- Your objective
Rewrite all the rows below with "marker" swapped for "pin" everywhere it appears, and leave every other part as it is.

•••

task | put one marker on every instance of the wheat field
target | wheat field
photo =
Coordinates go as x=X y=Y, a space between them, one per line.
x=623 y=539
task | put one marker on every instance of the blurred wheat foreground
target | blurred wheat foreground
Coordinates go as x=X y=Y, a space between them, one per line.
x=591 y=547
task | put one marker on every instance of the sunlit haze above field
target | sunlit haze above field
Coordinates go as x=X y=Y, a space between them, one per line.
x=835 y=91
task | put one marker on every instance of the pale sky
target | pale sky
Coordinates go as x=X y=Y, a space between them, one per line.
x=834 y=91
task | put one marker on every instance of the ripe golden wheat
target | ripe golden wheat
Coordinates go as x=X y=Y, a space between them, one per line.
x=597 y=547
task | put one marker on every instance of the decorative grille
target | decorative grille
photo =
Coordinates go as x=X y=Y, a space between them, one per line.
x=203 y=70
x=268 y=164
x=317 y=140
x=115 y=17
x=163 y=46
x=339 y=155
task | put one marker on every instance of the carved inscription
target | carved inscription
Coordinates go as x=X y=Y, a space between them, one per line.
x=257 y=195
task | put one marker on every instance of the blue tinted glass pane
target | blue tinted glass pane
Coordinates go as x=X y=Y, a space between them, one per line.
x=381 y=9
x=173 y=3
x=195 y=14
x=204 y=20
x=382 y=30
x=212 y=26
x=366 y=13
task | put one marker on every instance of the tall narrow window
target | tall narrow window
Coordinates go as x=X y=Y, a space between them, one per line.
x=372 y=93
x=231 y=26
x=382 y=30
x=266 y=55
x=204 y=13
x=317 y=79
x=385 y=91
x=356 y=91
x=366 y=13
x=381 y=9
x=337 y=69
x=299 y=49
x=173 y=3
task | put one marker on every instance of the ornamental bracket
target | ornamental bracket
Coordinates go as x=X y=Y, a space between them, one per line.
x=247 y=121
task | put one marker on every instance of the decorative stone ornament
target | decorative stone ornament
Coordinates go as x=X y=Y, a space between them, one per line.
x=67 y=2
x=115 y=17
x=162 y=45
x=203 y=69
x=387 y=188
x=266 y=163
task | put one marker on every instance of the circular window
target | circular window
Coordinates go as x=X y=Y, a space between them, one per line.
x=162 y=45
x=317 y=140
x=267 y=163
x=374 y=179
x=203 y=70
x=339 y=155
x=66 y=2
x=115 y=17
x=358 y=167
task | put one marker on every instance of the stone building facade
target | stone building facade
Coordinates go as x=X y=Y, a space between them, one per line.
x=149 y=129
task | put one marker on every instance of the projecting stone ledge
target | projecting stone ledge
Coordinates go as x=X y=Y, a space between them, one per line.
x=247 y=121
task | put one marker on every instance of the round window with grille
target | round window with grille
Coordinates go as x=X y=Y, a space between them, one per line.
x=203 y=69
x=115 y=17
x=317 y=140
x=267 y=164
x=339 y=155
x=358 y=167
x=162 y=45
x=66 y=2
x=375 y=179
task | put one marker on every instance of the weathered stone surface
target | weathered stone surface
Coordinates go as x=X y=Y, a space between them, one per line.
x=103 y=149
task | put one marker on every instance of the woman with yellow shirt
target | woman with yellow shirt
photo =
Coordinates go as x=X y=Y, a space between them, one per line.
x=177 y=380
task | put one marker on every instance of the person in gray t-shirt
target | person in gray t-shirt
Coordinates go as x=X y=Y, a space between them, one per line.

•••

- Solution to this problem
task | put one pin on every instance of the wheat field
target | wheat field
photo =
Coordinates go as x=X y=Y, a space between them, one per line.
x=623 y=539
task | put one pin on every instance of the blurred wheat foreground
target | blurred wheat foreground
Coordinates go as x=X y=Y, a space between them, one per line.
x=591 y=547
task | put one pin on every instance of the sunlit haze above field
target | sunlit haze above field
Coordinates go as x=X y=Y, a space between them, one per line.
x=835 y=91
task | put one pin on every instance of the pale sky
target | pale sky
Coordinates go as x=X y=Y, a space between them, one per line.
x=834 y=91
task | put one pin on every instance of the ripe golden wheat
target | ripe golden wheat
Coordinates go as x=X y=Y, a space between them, one per line.
x=597 y=547
task | put one pin on every instance of the decorative grille
target | decorative grille
photo =
Coordinates go as x=X y=Y, a space between them, one per line.
x=203 y=70
x=268 y=164
x=317 y=140
x=115 y=17
x=163 y=46
x=339 y=155
task | put one pin on every instance of the carved inscription
target | carved inscription
Coordinates go as x=X y=Y, a space between them, one per line.
x=257 y=195
task | put one pin on every instance of the blue tinted glass pane
target | blue tinted glass pane
Coordinates go as x=X y=Y, a space between them, one per line.
x=381 y=9
x=173 y=3
x=195 y=14
x=204 y=20
x=382 y=30
x=212 y=26
x=366 y=13
task | put one pin on every instance of the tall narrow window
target | tall narrow window
Coordinates go as x=X y=Y, a space between them, one per line.
x=372 y=93
x=231 y=26
x=382 y=30
x=266 y=55
x=204 y=13
x=317 y=79
x=385 y=91
x=356 y=91
x=366 y=13
x=381 y=9
x=337 y=69
x=299 y=49
x=173 y=3
task | put one pin on every instance of the ornamental bracket
target | ornamental bracket
Coordinates go as x=X y=Y, a space between them, one per line.
x=247 y=121
task | put one pin on every instance of the decorative stone ornament
target | decorative stone ornament
Coordinates go as x=X y=Y, a space between them, one per line.
x=67 y=2
x=115 y=17
x=162 y=45
x=203 y=69
x=387 y=188
x=266 y=163
task | put one pin on every instance of the circular window
target | circular window
Coordinates go as x=X y=Y, a space between them, one per line.
x=162 y=45
x=317 y=140
x=267 y=163
x=374 y=179
x=203 y=70
x=339 y=155
x=66 y=2
x=115 y=17
x=358 y=167
task | put one pin on every instance of the stone building facade
target | stone building facade
Coordinates go as x=X y=Y, a space between them, one per line.
x=149 y=129
task | put one pin on every instance of the projecting stone ledge
target | projecting stone ledge
Coordinates go as x=X y=Y, a space between them, one per line.
x=247 y=121
task | put one pin on every instance of the round window with grille
target | round window with grille
Coordinates go as x=X y=Y, a space between them, one per line.
x=203 y=69
x=115 y=17
x=317 y=140
x=267 y=164
x=339 y=155
x=358 y=167
x=162 y=45
x=66 y=2
x=375 y=179
task | put one pin on every instance of the weathered stone surface
target | weathered stone surface
Coordinates go as x=X y=Y, a space between them, one per line.
x=103 y=149
task | put one pin on every instance of the woman with yellow shirt
target | woman with yellow shirt
photo =
Coordinates go as x=X y=Y, a space between them, one per line.
x=177 y=380
task | put one pin on every instance of the person in gray t-shirt
target | person in gray t-shirt
Coordinates go as x=X y=Y, a space between them, one per line.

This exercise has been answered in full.